*What the task asks*.
Below are some entries. Copy each line that holds the string "river".

Saved data entries:
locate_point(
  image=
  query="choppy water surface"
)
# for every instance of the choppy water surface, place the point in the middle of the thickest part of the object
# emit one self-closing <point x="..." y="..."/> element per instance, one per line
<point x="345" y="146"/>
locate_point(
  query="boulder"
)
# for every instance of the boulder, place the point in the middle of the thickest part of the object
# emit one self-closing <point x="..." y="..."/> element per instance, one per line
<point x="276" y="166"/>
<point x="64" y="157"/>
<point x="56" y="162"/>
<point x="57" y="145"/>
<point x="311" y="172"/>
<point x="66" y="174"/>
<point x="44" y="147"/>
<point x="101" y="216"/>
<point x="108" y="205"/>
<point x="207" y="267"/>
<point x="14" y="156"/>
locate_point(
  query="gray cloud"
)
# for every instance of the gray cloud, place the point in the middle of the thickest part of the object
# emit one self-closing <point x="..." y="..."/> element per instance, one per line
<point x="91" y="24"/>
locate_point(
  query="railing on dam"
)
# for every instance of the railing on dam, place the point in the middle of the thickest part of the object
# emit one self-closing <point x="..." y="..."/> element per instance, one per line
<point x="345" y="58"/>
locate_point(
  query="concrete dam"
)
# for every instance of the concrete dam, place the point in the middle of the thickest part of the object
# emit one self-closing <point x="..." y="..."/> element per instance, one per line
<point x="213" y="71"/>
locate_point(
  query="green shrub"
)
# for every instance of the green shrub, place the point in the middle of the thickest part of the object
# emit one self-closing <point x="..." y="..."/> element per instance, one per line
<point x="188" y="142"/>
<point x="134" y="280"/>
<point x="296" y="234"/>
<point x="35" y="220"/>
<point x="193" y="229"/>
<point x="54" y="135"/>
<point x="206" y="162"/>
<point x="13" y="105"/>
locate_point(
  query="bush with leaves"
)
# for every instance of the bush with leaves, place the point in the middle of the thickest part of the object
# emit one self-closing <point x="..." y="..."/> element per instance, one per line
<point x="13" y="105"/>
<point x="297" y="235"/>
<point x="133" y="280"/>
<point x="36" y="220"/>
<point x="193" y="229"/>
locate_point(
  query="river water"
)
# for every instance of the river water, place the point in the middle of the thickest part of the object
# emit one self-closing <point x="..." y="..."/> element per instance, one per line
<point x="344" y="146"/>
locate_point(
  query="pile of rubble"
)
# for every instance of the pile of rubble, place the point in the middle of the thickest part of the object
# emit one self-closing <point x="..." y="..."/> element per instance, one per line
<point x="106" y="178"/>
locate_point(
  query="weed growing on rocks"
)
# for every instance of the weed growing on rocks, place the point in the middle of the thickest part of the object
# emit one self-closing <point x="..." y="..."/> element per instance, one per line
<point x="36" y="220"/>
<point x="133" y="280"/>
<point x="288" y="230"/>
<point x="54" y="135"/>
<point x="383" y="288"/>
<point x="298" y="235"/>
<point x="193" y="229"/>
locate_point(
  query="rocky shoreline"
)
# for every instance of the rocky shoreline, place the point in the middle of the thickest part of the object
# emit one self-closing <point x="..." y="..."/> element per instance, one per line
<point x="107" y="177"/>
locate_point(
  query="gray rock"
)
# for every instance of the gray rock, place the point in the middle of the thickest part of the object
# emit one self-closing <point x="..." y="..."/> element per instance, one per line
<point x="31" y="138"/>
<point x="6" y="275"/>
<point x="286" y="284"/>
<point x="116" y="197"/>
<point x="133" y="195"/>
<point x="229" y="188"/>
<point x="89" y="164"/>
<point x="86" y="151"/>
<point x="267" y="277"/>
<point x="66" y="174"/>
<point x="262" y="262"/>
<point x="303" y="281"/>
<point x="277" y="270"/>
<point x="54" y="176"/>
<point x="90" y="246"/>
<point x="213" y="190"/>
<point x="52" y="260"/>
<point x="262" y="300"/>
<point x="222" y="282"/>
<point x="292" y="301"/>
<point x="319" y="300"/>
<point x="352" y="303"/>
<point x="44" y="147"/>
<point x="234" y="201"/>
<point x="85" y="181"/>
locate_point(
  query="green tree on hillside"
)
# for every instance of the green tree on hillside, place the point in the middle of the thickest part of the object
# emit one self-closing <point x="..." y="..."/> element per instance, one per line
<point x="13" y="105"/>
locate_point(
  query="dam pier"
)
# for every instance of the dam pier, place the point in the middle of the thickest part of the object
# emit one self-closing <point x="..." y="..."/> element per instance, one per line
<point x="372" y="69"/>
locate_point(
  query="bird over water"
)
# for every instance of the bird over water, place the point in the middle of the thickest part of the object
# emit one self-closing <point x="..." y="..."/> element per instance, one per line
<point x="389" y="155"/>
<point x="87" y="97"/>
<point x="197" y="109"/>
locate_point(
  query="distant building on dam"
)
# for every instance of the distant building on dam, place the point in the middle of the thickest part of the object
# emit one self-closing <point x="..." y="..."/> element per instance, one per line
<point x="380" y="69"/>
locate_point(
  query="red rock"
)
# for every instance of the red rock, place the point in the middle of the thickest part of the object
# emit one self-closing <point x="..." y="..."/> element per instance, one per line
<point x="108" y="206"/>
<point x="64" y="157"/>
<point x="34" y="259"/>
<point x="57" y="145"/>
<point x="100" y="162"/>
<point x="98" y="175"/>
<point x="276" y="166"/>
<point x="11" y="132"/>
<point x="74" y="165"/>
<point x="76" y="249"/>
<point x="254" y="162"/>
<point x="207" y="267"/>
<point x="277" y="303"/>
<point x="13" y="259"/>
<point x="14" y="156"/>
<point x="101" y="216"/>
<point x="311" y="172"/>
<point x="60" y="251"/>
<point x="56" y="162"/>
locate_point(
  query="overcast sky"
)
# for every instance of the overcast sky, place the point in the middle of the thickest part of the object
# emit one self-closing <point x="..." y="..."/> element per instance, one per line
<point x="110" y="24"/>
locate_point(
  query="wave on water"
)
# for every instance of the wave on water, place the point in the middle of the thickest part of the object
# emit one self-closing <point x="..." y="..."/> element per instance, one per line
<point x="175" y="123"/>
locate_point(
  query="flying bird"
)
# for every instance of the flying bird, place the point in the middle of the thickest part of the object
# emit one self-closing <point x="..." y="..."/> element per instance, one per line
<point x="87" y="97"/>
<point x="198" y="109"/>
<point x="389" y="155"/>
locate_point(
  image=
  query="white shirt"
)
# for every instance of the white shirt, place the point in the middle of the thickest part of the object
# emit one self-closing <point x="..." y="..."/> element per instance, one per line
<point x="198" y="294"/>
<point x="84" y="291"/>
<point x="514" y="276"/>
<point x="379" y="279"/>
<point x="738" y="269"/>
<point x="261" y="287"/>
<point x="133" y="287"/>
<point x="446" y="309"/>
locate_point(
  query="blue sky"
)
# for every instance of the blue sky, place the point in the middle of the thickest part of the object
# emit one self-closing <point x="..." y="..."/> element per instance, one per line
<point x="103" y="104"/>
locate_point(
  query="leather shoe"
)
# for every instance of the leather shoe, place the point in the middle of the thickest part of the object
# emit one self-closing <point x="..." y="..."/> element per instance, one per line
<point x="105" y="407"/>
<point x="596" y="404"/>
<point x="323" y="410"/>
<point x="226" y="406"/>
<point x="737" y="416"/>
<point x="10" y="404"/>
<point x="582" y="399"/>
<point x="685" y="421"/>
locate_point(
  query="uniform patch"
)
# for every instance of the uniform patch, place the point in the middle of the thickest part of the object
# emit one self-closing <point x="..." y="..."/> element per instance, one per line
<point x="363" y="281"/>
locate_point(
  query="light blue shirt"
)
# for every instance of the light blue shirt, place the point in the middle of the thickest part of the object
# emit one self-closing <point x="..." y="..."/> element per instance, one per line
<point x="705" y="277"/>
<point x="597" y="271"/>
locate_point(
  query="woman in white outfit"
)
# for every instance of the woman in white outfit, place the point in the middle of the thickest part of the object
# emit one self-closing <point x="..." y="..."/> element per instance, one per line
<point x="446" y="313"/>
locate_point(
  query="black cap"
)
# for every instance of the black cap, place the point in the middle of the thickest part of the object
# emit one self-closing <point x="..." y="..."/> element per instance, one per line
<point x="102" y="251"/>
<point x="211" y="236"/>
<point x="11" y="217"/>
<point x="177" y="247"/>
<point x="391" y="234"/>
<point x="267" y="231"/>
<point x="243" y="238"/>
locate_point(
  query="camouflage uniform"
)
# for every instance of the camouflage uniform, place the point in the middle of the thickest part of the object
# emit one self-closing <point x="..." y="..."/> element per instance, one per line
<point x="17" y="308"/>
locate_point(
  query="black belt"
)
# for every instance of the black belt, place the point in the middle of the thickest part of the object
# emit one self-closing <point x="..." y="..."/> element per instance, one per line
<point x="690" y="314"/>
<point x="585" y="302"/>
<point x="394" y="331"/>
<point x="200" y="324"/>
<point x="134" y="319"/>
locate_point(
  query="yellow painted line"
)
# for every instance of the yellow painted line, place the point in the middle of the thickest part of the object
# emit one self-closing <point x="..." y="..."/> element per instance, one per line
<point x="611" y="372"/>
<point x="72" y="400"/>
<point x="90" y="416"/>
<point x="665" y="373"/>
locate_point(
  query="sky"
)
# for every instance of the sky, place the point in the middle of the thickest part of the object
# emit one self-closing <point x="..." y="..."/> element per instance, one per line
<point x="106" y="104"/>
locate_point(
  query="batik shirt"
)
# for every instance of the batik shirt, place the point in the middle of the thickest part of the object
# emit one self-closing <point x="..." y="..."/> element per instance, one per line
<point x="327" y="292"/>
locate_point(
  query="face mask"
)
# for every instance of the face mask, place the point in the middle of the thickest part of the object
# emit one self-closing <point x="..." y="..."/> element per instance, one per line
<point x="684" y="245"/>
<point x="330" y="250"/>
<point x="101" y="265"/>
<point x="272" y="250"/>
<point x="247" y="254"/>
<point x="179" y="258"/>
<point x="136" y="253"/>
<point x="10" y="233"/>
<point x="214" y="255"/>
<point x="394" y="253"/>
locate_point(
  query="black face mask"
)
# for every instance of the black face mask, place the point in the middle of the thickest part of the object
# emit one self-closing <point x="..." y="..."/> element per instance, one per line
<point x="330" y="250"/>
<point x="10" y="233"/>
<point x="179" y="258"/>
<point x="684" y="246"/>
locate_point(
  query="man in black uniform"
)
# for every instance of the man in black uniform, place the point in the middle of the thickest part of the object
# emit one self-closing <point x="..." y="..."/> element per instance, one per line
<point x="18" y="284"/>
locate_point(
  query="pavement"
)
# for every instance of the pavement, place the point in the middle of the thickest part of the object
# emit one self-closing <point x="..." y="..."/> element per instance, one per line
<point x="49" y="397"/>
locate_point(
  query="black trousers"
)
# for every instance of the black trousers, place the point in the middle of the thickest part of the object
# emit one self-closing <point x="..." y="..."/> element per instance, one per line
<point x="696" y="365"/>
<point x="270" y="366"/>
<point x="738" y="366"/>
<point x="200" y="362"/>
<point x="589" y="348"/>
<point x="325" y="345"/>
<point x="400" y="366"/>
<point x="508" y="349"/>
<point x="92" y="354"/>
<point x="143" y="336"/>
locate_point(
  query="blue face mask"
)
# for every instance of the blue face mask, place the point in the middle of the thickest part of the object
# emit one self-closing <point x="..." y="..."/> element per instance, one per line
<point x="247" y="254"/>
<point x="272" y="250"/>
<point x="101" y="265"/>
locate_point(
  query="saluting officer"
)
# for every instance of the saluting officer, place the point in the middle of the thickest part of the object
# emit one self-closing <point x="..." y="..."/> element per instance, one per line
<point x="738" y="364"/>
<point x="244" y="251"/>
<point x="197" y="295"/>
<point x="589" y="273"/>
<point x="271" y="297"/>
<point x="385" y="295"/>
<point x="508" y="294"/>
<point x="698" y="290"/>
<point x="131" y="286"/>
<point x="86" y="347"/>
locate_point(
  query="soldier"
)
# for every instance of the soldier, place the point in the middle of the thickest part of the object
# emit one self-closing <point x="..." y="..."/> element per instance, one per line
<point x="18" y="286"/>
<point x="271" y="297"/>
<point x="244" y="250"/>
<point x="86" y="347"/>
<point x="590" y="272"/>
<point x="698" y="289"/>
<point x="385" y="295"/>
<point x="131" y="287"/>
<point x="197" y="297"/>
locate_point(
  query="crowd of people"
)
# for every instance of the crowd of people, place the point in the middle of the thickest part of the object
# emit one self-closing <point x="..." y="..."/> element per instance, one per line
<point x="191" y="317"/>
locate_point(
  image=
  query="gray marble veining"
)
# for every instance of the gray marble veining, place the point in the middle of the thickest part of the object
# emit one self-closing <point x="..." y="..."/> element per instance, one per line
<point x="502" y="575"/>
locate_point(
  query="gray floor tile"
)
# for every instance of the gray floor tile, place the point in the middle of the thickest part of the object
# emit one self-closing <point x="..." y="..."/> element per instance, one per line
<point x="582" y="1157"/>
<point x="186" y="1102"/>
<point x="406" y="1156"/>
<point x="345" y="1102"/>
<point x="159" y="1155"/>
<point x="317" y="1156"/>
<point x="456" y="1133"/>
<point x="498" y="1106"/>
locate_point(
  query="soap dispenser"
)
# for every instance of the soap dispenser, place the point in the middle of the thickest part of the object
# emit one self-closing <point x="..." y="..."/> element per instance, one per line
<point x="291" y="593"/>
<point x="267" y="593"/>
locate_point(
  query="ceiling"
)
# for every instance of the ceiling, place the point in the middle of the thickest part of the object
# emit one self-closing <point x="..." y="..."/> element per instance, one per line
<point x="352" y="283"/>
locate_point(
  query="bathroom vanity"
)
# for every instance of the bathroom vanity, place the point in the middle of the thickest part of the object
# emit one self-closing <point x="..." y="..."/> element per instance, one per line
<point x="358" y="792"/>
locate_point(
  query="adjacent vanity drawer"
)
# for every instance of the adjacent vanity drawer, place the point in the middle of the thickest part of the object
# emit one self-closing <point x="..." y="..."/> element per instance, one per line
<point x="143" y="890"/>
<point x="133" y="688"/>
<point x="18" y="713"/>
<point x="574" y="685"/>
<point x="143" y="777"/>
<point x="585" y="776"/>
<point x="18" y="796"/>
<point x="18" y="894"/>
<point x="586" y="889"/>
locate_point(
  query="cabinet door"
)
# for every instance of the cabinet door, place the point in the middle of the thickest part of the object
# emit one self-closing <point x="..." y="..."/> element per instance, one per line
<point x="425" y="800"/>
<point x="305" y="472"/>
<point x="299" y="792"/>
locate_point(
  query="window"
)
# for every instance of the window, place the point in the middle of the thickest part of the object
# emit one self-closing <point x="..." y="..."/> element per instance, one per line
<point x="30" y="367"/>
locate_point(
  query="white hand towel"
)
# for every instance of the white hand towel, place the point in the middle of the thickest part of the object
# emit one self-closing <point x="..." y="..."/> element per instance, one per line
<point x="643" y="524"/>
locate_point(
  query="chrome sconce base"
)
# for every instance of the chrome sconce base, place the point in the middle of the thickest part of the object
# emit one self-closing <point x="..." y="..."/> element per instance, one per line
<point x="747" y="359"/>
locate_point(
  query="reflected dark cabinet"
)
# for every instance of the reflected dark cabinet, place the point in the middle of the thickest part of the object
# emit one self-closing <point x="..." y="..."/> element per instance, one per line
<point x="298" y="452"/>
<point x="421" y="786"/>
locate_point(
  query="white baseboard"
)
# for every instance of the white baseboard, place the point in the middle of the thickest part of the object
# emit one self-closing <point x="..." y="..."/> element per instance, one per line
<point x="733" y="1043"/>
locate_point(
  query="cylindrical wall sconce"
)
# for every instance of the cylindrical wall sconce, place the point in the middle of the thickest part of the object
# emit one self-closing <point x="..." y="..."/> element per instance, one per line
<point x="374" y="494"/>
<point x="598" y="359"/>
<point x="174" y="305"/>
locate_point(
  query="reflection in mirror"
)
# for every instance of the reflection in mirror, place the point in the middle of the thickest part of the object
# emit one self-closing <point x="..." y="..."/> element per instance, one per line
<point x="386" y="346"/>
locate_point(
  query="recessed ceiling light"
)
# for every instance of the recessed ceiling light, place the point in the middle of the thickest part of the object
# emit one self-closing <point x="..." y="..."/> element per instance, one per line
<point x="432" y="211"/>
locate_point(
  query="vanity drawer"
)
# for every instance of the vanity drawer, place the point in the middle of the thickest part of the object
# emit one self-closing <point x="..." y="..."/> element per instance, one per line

*Response to this exercise*.
  query="river water"
# for every instance of the river water, place the point in the middle of the thickest part of the object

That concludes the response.